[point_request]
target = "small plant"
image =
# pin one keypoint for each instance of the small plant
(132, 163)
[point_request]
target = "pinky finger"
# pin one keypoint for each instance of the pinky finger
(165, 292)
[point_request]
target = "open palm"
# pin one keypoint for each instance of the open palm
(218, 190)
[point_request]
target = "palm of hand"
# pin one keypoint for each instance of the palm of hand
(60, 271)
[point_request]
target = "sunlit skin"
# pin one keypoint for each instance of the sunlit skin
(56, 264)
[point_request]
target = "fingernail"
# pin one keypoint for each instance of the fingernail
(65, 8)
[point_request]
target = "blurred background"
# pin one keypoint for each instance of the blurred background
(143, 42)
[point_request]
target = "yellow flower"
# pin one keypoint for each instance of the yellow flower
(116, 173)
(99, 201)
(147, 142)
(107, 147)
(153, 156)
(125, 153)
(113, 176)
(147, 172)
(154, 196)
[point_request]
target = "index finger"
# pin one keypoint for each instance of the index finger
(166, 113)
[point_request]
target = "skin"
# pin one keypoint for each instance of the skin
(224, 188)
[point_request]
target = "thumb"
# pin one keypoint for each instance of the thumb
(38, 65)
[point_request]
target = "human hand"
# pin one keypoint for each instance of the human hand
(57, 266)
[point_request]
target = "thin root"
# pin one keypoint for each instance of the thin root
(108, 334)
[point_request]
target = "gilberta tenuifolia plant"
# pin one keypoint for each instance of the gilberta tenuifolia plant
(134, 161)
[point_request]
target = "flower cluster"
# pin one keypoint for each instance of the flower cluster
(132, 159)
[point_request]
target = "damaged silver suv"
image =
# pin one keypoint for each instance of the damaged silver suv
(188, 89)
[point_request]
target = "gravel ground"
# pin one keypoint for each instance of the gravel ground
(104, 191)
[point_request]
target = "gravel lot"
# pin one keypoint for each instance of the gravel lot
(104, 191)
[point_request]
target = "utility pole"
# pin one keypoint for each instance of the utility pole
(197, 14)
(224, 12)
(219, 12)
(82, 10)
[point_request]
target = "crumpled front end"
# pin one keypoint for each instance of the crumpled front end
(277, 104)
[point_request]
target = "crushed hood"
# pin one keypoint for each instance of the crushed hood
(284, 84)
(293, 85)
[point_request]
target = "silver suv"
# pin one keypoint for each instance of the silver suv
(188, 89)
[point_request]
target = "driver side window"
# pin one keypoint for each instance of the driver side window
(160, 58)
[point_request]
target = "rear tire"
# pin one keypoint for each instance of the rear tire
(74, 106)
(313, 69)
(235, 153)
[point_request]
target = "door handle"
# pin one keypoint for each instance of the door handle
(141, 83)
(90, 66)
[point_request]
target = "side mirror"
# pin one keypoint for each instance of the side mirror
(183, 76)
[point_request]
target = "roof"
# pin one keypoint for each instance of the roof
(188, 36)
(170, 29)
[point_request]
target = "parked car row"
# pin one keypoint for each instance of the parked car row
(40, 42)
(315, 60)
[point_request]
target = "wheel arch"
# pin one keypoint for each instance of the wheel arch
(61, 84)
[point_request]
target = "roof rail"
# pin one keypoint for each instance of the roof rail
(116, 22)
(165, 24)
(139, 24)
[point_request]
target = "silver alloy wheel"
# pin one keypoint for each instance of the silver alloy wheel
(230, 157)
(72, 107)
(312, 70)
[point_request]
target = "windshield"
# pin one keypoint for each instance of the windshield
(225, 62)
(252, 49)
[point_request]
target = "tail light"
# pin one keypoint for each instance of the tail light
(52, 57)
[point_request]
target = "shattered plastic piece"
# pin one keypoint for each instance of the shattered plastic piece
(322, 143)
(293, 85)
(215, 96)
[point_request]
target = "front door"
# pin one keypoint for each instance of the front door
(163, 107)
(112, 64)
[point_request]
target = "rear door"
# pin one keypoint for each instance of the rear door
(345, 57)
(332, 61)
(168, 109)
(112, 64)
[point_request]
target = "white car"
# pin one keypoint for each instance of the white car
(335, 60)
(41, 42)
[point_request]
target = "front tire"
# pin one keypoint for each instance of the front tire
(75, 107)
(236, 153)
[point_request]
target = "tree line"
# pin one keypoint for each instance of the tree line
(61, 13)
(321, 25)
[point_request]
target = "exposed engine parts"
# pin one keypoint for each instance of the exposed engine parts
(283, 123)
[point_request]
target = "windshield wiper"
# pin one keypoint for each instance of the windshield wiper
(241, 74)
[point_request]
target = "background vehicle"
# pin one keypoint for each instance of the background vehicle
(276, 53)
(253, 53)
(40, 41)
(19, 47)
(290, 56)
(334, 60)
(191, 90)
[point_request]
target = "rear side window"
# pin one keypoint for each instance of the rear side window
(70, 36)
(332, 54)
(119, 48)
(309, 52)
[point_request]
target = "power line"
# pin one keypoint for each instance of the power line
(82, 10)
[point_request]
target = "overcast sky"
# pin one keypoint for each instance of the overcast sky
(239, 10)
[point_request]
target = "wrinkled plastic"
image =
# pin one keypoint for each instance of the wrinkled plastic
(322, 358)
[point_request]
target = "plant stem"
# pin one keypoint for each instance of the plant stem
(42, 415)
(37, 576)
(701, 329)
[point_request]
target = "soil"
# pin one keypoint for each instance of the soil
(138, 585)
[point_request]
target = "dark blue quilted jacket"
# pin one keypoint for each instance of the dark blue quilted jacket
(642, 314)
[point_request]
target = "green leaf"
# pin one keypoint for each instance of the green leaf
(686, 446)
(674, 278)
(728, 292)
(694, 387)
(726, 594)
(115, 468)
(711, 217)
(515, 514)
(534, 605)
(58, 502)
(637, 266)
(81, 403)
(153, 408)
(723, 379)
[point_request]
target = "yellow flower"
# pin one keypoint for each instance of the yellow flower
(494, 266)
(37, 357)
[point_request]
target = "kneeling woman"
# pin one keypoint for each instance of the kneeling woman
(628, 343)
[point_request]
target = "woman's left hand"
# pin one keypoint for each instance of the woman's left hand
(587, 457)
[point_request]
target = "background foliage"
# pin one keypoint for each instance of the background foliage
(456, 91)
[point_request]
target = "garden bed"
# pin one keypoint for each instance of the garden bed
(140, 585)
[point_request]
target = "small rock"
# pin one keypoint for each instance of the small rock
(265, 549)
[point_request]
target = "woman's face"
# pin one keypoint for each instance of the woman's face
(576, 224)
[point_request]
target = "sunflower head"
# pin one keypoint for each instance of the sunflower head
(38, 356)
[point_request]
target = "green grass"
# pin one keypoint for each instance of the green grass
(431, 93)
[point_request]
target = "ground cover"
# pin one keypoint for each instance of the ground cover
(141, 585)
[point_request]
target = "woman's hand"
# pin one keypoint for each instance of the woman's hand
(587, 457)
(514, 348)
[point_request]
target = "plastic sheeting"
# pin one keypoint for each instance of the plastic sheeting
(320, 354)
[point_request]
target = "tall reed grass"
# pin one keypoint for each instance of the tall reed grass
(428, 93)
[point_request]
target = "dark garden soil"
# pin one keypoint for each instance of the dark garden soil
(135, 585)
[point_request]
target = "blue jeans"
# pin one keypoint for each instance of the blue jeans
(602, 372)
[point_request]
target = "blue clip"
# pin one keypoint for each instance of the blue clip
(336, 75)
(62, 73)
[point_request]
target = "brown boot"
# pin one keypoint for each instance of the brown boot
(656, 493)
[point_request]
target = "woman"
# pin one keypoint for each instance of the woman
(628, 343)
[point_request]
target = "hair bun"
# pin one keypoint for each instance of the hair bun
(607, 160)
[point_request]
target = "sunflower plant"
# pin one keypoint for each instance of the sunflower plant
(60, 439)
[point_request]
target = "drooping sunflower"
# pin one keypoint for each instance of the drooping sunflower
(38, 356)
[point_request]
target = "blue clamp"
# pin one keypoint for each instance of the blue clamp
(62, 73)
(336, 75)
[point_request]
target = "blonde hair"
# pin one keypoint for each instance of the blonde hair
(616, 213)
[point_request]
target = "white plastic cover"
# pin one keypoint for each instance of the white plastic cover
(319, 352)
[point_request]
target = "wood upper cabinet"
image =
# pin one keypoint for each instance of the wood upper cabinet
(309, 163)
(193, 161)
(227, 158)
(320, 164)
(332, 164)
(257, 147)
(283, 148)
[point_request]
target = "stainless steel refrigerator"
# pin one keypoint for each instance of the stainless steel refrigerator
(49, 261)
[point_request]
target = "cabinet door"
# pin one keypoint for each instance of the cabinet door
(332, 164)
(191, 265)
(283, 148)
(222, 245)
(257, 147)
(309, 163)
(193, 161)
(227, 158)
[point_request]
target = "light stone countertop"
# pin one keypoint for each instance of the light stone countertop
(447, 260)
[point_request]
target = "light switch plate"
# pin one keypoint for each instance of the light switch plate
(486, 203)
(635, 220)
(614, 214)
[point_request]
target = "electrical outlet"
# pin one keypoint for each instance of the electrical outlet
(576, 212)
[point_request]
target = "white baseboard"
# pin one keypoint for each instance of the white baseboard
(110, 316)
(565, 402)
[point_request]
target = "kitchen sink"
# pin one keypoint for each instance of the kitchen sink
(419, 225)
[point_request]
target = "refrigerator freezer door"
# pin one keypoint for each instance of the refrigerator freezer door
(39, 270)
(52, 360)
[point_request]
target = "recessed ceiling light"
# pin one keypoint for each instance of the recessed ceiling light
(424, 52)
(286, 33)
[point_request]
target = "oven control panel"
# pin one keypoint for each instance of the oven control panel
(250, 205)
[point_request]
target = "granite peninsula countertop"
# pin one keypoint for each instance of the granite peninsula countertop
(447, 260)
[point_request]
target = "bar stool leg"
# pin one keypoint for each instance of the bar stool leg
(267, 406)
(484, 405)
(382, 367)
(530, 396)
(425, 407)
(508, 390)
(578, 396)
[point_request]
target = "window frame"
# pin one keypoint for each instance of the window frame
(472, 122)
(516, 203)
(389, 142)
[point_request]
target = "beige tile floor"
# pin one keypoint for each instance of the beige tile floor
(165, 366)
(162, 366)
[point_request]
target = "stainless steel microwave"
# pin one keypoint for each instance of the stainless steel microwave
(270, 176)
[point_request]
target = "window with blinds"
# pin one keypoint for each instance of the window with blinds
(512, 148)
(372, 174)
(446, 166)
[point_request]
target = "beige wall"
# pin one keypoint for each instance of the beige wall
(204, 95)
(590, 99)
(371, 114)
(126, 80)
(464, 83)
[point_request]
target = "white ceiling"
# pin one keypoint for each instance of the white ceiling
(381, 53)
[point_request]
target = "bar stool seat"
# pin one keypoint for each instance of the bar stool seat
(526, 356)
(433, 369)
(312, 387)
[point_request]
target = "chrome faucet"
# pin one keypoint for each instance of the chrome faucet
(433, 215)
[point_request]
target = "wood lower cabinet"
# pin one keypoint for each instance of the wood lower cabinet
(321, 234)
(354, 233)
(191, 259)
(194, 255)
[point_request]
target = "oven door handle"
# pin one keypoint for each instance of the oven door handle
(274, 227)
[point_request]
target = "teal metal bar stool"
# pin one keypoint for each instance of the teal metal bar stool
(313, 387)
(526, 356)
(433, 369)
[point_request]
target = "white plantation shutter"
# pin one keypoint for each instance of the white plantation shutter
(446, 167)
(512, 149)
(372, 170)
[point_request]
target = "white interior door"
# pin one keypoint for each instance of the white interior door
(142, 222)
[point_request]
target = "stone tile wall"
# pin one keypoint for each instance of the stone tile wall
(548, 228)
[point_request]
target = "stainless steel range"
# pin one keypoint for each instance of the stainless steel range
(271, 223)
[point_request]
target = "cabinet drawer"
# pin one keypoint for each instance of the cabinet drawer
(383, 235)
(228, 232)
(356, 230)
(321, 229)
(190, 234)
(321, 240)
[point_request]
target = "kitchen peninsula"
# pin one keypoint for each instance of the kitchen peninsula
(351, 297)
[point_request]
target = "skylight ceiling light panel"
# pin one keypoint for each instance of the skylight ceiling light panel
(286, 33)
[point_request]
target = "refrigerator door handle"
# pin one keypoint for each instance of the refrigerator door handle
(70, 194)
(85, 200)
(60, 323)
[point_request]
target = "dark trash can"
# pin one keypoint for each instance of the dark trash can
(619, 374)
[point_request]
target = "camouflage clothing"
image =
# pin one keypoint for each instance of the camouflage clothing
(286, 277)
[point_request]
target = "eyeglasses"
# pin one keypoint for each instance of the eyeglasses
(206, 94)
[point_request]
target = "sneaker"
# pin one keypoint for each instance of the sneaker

•••••

STATED PROBLEM - Please count how many lines of the material above contain the word "skylight", and give only that number.

THE SOLUTION - 2